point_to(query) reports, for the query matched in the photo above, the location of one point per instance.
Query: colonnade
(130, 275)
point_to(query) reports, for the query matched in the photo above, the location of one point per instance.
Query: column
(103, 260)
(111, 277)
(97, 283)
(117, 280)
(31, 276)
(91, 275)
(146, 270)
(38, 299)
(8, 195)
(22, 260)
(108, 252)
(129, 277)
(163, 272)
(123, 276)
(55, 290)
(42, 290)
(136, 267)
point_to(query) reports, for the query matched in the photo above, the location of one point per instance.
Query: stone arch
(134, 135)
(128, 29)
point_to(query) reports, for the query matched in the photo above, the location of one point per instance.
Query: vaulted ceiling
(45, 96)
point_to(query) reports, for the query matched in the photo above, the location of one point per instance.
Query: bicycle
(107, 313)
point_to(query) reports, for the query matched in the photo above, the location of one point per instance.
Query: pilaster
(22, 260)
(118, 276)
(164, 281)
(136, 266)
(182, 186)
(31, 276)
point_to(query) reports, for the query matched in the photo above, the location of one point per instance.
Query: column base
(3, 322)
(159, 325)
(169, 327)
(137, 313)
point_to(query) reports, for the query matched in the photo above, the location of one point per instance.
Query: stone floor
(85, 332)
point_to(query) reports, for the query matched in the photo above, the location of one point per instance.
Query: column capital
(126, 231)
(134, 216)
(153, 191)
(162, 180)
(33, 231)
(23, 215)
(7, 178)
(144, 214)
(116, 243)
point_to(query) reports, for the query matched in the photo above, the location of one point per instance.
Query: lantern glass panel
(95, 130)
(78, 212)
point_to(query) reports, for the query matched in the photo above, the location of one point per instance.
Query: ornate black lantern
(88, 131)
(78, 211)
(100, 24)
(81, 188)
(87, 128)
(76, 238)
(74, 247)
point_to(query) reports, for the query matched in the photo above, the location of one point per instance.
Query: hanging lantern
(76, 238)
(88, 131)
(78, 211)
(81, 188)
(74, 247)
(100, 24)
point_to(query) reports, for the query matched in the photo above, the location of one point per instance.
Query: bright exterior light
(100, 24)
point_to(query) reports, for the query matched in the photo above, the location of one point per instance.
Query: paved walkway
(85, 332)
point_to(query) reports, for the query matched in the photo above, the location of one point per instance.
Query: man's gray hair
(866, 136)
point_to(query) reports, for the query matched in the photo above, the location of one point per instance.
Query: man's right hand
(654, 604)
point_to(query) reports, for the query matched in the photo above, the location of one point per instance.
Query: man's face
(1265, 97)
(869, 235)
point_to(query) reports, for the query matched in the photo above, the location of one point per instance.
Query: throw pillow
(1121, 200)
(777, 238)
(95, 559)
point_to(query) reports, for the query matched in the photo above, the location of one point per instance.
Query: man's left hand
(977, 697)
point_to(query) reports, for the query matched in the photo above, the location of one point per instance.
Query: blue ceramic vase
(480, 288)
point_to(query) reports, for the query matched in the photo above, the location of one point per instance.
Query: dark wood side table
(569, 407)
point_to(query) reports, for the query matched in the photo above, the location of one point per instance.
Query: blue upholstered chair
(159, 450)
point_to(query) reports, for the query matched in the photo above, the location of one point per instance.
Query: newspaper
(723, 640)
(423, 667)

++++++++

• What the task asks:
Copy down the entries exactly, leaving out no line.

• Solution to the problem:
point_to(query) reports, for the query matched in the photo above, the location of one point per instance.
Query: colonnade
(130, 275)
point_to(query) reports, for the query matched in the photo above, the location of one point per instance.
Query: column
(103, 260)
(111, 277)
(97, 283)
(117, 280)
(31, 276)
(91, 275)
(146, 270)
(38, 299)
(8, 195)
(22, 260)
(108, 252)
(129, 277)
(163, 272)
(123, 276)
(55, 290)
(42, 290)
(136, 267)
point_to(query) reports, for the query matched in the photo above, the location of one point per instance.
Query: stone arch
(134, 135)
(128, 29)
point_to(query) reports, for the query matched in the photo above, the location of one point per instance.
Query: vaulted ceiling
(45, 96)
point_to(query) reports, for the query matched in the photo above, the location of one point per instance.
Query: bicycle
(107, 313)
point_to(query) reports, for the query matched in the photo above, the location of one point per instance.
Query: pilaster
(22, 260)
(118, 276)
(164, 281)
(136, 266)
(182, 186)
(31, 276)
point_to(query) reports, for the query matched in the photo above, the location of one point per instance.
Query: column base
(3, 322)
(159, 325)
(169, 327)
(137, 313)
point_to(query) reports, for the query matched in the photo above, the location of one point per instance.
Query: stone floor
(85, 332)
point_to(query) reports, for the query matched in the photo above, the location of one point per instance.
Query: column capital
(126, 231)
(134, 216)
(153, 191)
(162, 180)
(33, 231)
(23, 215)
(7, 178)
(144, 214)
(116, 243)
point_to(query) reports, for the query matched in the photo above, the location of one point per instance.
Query: lantern glass panel
(95, 130)
(78, 212)
point_to(query) reports, for the query matched in the photo above, the location of one point per instance.
Query: ornate black lantern
(88, 131)
(78, 211)
(100, 24)
(81, 188)
(87, 128)
(76, 238)
(74, 247)
point_to(query) reports, for the query matched in the photo above, the location of one point per instance.
Query: hanging lantern
(76, 238)
(88, 131)
(78, 211)
(81, 188)
(74, 247)
(100, 24)
point_to(query) reports, for the query matched in the photo above, the location of one point per instance.
Query: bright exterior light
(100, 24)
point_to(query) reports, for the query matched in the photo above, the location of one point per instance.
Query: paved walkway
(85, 332)
point_to(query) reports, for the query matched in the photo above, the location of one point per instance.
Query: man's gray hair
(866, 136)
point_to(query) reports, for the query matched in the photo above, the location of one point per instance.
Query: man's right hand
(654, 604)
point_to(query) reports, for the query matched in the photo above, the location of one point per instance.
Query: man's face
(1265, 97)
(869, 235)
point_to(query) reports, for the query matched in the photo above, the location of one point per instance.
Query: throw pillow
(1121, 200)
(777, 238)
(95, 559)
point_to(query) reports, for the query matched in the photo above, the location of one point per instance.
Query: man's left hand
(977, 697)
point_to(query) reports, for the query matched in the photo above, the location of one point per instance.
Query: blue ceramic vase
(480, 288)
point_to(query) reports, for the query matched in the photo above, the location of one point per instance.
Query: dark wood side table
(569, 407)
point_to(query) reports, for the query matched in the photo above, the location of one point per instance.
Query: blue upholstered chair
(159, 450)
point_to(query) reports, for the query matched in the photo above, the location of one point per instance.
Query: newspaper
(723, 640)
(423, 667)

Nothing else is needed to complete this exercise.